__Task details__: Write the records below out in full, character for character, with no pictures.
================================
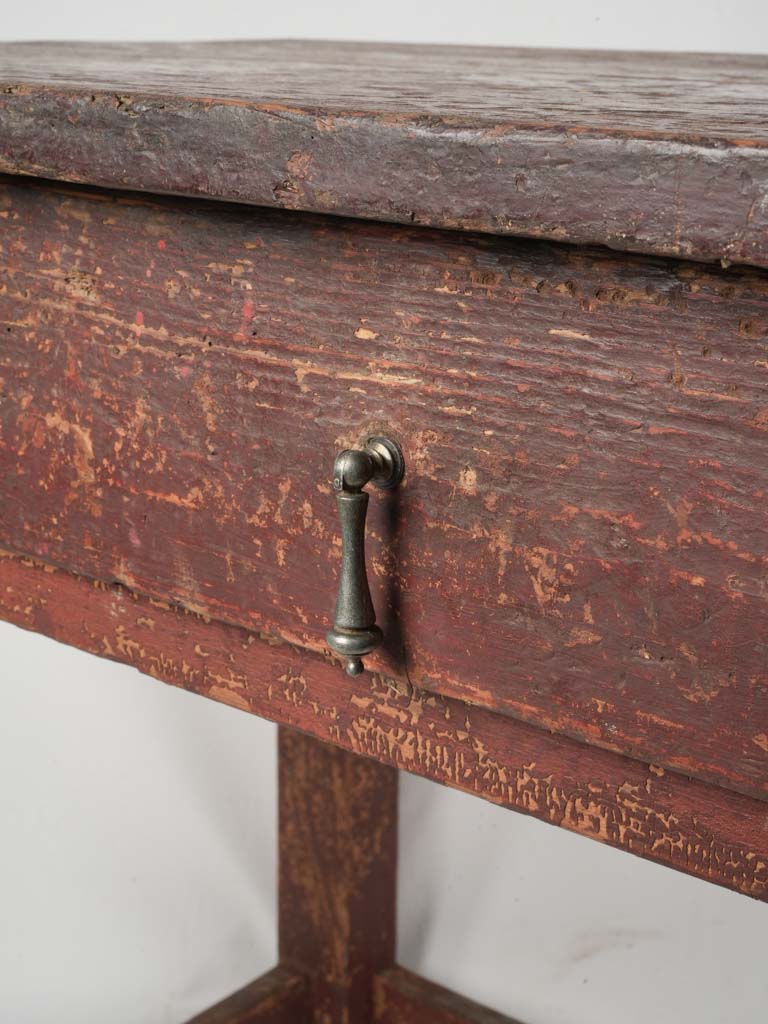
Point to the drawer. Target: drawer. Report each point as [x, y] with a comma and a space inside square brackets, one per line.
[580, 541]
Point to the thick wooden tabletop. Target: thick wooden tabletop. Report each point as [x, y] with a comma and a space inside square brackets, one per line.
[664, 154]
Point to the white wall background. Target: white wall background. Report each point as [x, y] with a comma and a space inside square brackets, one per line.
[137, 822]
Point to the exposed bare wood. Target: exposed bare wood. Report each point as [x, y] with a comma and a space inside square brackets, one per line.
[338, 856]
[695, 827]
[578, 540]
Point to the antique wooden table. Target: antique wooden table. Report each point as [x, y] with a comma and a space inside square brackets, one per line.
[545, 278]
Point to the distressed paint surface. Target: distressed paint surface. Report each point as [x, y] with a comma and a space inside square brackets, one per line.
[580, 541]
[692, 826]
[656, 153]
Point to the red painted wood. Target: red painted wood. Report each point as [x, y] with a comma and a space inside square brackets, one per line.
[695, 827]
[579, 541]
[652, 152]
[278, 997]
[402, 997]
[338, 857]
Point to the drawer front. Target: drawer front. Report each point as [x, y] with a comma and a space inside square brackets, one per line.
[580, 541]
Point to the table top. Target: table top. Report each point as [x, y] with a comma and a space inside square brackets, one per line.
[657, 153]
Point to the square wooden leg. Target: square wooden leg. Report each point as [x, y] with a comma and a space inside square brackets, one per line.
[337, 902]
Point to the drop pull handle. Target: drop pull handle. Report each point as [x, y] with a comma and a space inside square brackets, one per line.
[354, 632]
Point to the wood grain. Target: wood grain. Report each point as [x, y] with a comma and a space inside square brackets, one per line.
[278, 997]
[338, 861]
[403, 997]
[692, 826]
[656, 153]
[580, 541]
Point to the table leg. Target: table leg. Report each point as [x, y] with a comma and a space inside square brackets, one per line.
[337, 902]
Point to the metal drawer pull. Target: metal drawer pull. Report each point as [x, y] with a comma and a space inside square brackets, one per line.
[354, 632]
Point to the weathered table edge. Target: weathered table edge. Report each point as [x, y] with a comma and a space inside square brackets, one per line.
[489, 179]
[692, 826]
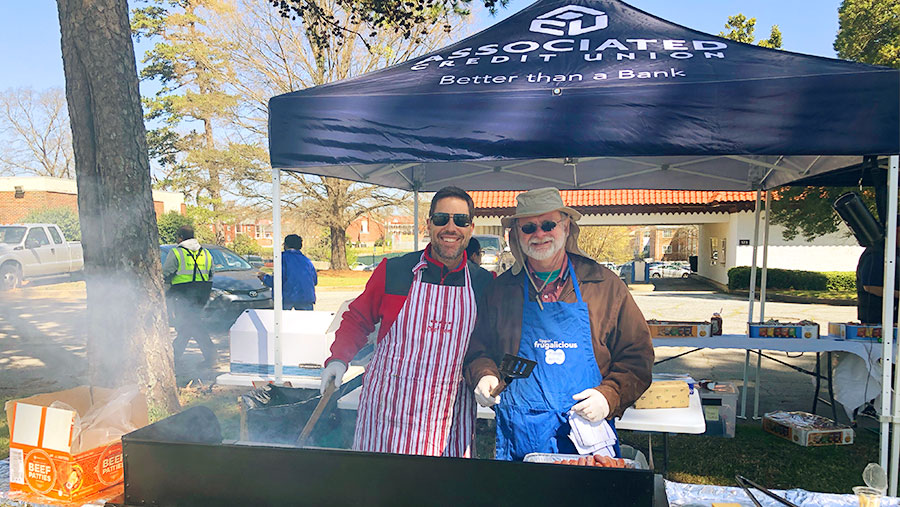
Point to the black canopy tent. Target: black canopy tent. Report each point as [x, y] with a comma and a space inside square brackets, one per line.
[582, 94]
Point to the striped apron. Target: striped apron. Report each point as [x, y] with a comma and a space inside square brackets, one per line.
[414, 400]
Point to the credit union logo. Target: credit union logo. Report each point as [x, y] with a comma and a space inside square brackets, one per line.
[570, 20]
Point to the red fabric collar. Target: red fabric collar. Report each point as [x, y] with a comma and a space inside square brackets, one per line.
[440, 264]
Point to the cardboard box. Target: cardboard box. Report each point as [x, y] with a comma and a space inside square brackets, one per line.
[782, 330]
[67, 445]
[665, 394]
[808, 430]
[856, 331]
[673, 329]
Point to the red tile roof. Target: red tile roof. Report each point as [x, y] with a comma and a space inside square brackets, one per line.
[584, 198]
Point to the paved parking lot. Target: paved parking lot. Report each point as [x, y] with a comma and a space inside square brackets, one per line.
[42, 341]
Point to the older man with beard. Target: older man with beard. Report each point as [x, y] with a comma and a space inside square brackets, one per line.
[577, 320]
[414, 399]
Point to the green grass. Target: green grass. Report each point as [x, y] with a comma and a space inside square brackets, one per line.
[848, 295]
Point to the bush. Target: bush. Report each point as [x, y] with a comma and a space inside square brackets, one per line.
[739, 279]
[841, 280]
[168, 224]
[244, 245]
[65, 218]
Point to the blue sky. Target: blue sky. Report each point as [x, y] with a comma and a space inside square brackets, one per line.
[31, 57]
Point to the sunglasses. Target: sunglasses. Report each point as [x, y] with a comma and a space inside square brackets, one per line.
[546, 226]
[442, 219]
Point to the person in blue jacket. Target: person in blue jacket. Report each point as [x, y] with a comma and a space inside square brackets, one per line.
[298, 276]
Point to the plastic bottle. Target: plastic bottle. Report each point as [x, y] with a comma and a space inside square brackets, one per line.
[715, 325]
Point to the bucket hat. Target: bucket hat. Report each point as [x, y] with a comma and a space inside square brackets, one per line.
[537, 202]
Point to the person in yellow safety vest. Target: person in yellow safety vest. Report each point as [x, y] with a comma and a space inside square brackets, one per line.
[189, 271]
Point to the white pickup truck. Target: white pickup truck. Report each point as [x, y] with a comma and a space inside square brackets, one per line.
[35, 250]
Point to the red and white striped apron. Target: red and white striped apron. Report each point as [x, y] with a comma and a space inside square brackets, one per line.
[414, 399]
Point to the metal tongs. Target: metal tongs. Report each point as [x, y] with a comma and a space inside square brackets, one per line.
[743, 482]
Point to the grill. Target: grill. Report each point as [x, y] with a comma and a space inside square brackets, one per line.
[182, 460]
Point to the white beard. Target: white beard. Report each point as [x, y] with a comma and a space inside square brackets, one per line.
[544, 254]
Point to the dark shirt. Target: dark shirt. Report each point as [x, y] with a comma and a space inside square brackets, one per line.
[870, 271]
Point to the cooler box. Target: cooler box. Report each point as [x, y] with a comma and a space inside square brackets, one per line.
[306, 338]
[719, 401]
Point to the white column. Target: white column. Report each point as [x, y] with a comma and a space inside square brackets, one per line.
[762, 299]
[752, 298]
[888, 410]
[276, 266]
[416, 220]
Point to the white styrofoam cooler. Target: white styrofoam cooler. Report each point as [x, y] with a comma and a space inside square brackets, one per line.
[306, 338]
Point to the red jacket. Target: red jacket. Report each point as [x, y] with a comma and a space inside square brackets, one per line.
[385, 294]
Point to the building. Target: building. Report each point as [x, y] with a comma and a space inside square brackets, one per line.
[366, 230]
[19, 195]
[724, 223]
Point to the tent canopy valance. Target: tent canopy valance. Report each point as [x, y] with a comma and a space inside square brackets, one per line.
[591, 94]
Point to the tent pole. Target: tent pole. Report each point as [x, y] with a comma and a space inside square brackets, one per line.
[415, 219]
[752, 297]
[889, 411]
[762, 299]
[276, 267]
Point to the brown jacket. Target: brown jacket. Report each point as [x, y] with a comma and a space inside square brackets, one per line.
================================
__Response to this task__:
Point to the drawer. Target: drawer. Report each point as [x, y] with a comma and a space inside square brackets, one per line.
[580, 541]
Point to the thick wooden tabletop. Target: thick wooden tabletop. Report each point as [x, y] with a comma and a space inside square brackets, one per line.
[664, 154]
Point to the white wall background. Target: white wall background. Report each point as [x, y] with a comma and a space inside square brackets, one per line.
[137, 822]
Point to the exposed bare wood. Target: exposed bare wood. Report each point as [x, y] with a comma and a space inside square brackets, one per line.
[338, 856]
[695, 827]
[578, 540]
Point to the antique wooden table. Target: antique wooden table. Report each point as [x, y] with a comma and a space inside square brackets, one per line.
[545, 278]
Point to the distressed paint surface. Target: distressed paint surface. Report each point as [x, y] with a comma and a space inside square brackets, one per line.
[580, 541]
[692, 826]
[656, 153]
Point to the red painted wood. Target: red painted wood. Report each point as [x, y] with a comma and a space inside square brackets, one per line.
[695, 827]
[579, 541]
[652, 152]
[278, 997]
[402, 997]
[338, 857]
Point to the drawer front. Target: drawer front. Report each point as [x, y] with a comma and a space inside square brackets, one per line.
[580, 541]
Point to the table top. Target: table top. Report each point as [x, y] with a comma and a space inside square brackets, one per line.
[657, 153]
Point to the square wooden leg. Target: square wooden leg. Report each point as [x, y] with a comma and a space inside square brackets, one per line.
[337, 902]
Point to the drop pull handle. Target: drop pull handle. Report each point as [x, y] with a comma and a space inside square brackets, one per line.
[354, 632]
Point to the wood grain. Target: wood grain. Report each point as [x, y] with a comma and a space inside square brackets, one per line.
[278, 997]
[338, 861]
[403, 997]
[692, 826]
[656, 153]
[580, 541]
Point to the table leg. Target: table leg. Report each point as [x, y] with a comma and a space inside square brackets, one per line.
[337, 902]
Point to the metal drawer pull. Target: metal drawer pull. Report each point as [x, y] with a comma and a space inside square brackets, one per line.
[354, 632]
Point to the weathered table edge. Target: weathered table edge. Report each point as [x, y] with a comma and a space inside square brackets, one per line.
[489, 179]
[692, 826]
Point to the black canopy tent. Target: black canopy tent. Report each point as [x, y] with a comma and a space inside square brackets, one per line.
[582, 94]
Point to the striped apron. Target: striped apron. Report each point as [x, y] with a comma and a space inside square brackets, one per line.
[414, 400]
Point to the credit union logo. Target: credit union logo. Report each point as [x, y] with a comma and a space inside square brackets, one per line.
[570, 20]
Point to the red fabric collar. Target: red fabric collar. Report each point as [x, y] with a comma and a space inside square brackets, one per line.
[440, 264]
Point to the cardboard box. Target: cardboard box. Report each point as [x, y] with a comma and a space inside square brackets, one per line.
[782, 330]
[67, 445]
[665, 394]
[808, 430]
[856, 331]
[673, 329]
Point to the red tile roof. Target: red tile roof. Report each point as [x, y] with a comma and a space inside square brackets, one per line.
[584, 198]
Point to the paved parking lot. Target: paved parking lot. Report each point as [x, y] with a comma and a space inside square brackets, one per line.
[42, 341]
Point to the older man with beard. Target: older man with beard. Report each point as [x, y] with a comma and a space inside square brackets, one per line.
[577, 320]
[414, 399]
Point to the green grass. Target: green grass. Report each point as [x, y] with a comma and a space inside square brackets, one per line.
[848, 295]
Point to the bush. Target: bush. Report each point as [x, y] with a comma and a space inside square brackets, one per line.
[739, 279]
[841, 280]
[168, 224]
[244, 245]
[65, 218]
Point to the blue sky. Target: blue sky. Report each point as [x, y] with a comma and a space inside square brackets, one per line.
[31, 57]
Point to the sunglasses. Target: sunglasses. Report each point as [x, y] with a comma and a space inside square brackets, one per line.
[546, 226]
[442, 219]
Point to the person in blue jacket. Target: person in blue jacket. Report each point as [x, y] with a comma and a space inside square brackets, one per line.
[298, 276]
Point to the plastic bottle. Target: plastic bottle. Report each point as [x, y] with a comma and a space inside square brackets, one per line.
[715, 325]
Point to the bucket hat. Target: bucket hat. Report each point as [x, y] with a comma and a space inside square brackets, one per line.
[537, 202]
Point to the person in yellow safety vest. Target: person in yellow safety vest. Report each point as [x, y] with a comma and a space inside square brackets, one per line.
[189, 271]
Point to the white pickup truck. Target: white pickup truck. Report each point as [x, y] with a comma and a space inside square brackets, one per line.
[35, 250]
Point to the red and white striped apron. Target: red and white striped apron. Report each point as [x, y] with a comma and a space inside square brackets, one per line.
[414, 399]
Point to the metal tongs. Target: metal tongs. Report each point as [x, y] with a comma and a space inside square brackets, one per line.
[743, 482]
Point to the grill. Target: grill. Report each point as [x, y] with a comma and a space inside square brackets, one per line.
[182, 460]
Point to the white beard. Target: white beard. Report each point as [x, y] with a comma and a space inside square brackets, one per line.
[544, 254]
Point to the dark shirt. Target: dark shirt. Report each point as [x, y] with a comma and a space inside square brackets, one per line.
[870, 271]
Point to the cooler box. Target: cooler box. Report each point as [x, y] with a comma and a space inside square brackets, one per line.
[306, 338]
[719, 401]
Point to the white column. Target: white column. Report each point as [x, y] with a comma and a space inside square brackets, one per line.
[762, 299]
[752, 298]
[888, 410]
[276, 266]
[416, 220]
Point to the white styrofoam cooler. Target: white styrofoam cooler. Report each point as [x, y] with a comma and a space inside square brackets, one per line.
[306, 338]
Point to the red jacket. Target: red jacket. Report each point as [x, y] with a comma and a space inside square brackets, one per line.
[385, 294]
Point to the building. Target: building. Report each point as [x, y] with a comma and a space inside square brackets, one per line.
[366, 230]
[19, 195]
[724, 223]
Point to the tent canopy valance. Target: tent canopy valance. Report each point as [x, y] with a comma and a space inside square brackets, one per line.
[591, 94]
Point to the tent pole. Target: tent pole. Report each point as [x, y] with a comma and a space inside square brackets, one per line.
[415, 219]
[752, 297]
[889, 411]
[762, 299]
[276, 267]
Point to the brown jacket. Target: brown jacket. Report each point as [x, y] with a comma and a space inside square brackets, one per line.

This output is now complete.